Exercise description>
Copy out each of the records below word for word, keeping every line unchanged and in its original order.

Material for the task>
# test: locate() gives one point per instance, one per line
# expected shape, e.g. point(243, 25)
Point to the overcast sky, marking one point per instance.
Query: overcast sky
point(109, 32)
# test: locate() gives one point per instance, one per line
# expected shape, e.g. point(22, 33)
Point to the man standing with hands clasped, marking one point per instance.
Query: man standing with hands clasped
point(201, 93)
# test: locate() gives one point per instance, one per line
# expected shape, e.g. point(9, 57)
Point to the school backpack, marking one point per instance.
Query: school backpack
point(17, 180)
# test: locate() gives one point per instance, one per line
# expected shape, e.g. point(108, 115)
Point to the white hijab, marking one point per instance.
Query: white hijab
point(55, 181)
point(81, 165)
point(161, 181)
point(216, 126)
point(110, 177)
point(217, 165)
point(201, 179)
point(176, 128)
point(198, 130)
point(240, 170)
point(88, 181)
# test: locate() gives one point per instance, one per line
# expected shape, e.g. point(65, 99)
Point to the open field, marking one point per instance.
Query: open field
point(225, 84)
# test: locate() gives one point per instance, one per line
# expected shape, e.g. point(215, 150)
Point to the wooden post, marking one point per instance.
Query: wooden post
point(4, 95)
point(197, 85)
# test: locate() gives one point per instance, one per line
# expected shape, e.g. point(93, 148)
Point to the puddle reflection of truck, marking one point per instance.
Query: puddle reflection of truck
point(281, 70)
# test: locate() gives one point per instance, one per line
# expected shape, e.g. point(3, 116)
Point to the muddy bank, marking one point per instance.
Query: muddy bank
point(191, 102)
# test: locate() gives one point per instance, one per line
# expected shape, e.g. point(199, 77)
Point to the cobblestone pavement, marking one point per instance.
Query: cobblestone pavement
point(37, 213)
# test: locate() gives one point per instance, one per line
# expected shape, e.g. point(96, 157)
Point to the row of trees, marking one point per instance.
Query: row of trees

Reply to the task>
# test: locate() gives one point per instance, one per line
# expected shape, e.g. point(243, 25)
Point to the overcast sky, marking one point per instance.
Query: overcast sky
point(109, 32)
# test: locate() gives one point per instance, one per line
# expected shape, e.g. point(22, 33)
Point to the man standing with hands clasped, marking one point per instance.
Query: man standing with hands clasped
point(201, 93)
# test: locate() gives one point per instance, one per line
# expected shape, e.g. point(9, 57)
Point to the school backpack, marking one point per instance.
Query: school backpack
point(17, 180)
# test: locate() gives one point per instance, one per line
# expected shape, e.g. point(108, 115)
Point to the white hijab, marking one point per instance.
Query: white hijab
point(55, 181)
point(81, 165)
point(161, 181)
point(216, 126)
point(110, 177)
point(217, 165)
point(201, 179)
point(176, 128)
point(198, 130)
point(240, 170)
point(88, 181)
# test: locate() gives one point per instance, one per line
# expected shape, e.g. point(65, 99)
Point to the open field, marking one point per instance.
Query: open field
point(225, 84)
# test: locate() gives one point per instance, one per line
# expected shape, e.g. point(215, 150)
Point to the wooden post, marking one point per instance.
Query: wooden post
point(4, 95)
point(197, 85)
# test: locate() gives one point per instance, one per line
# expected shape, e.g. point(93, 148)
Point to the puddle reflection of truck, marking one point per instance.
Query: puddle reflection of truck
point(281, 70)
# test: locate() gives one point per instance, one per line
# expected shape, e.g. point(3, 116)
Point to the muddy bank, marking one point per instance.
Query: muddy bank
point(191, 102)
# test: locate() gives one point per instance, one per line
# expected shape, e.g. point(199, 77)
Point to the cobblestone pavement, marking one point per instance.
Query: cobblestone pavement
point(37, 213)
# test: locate() gives one point per instance, one per line
# expected shape, e.g. point(96, 157)
Point to the row of trees, marking one point per instance.
Query: row of trees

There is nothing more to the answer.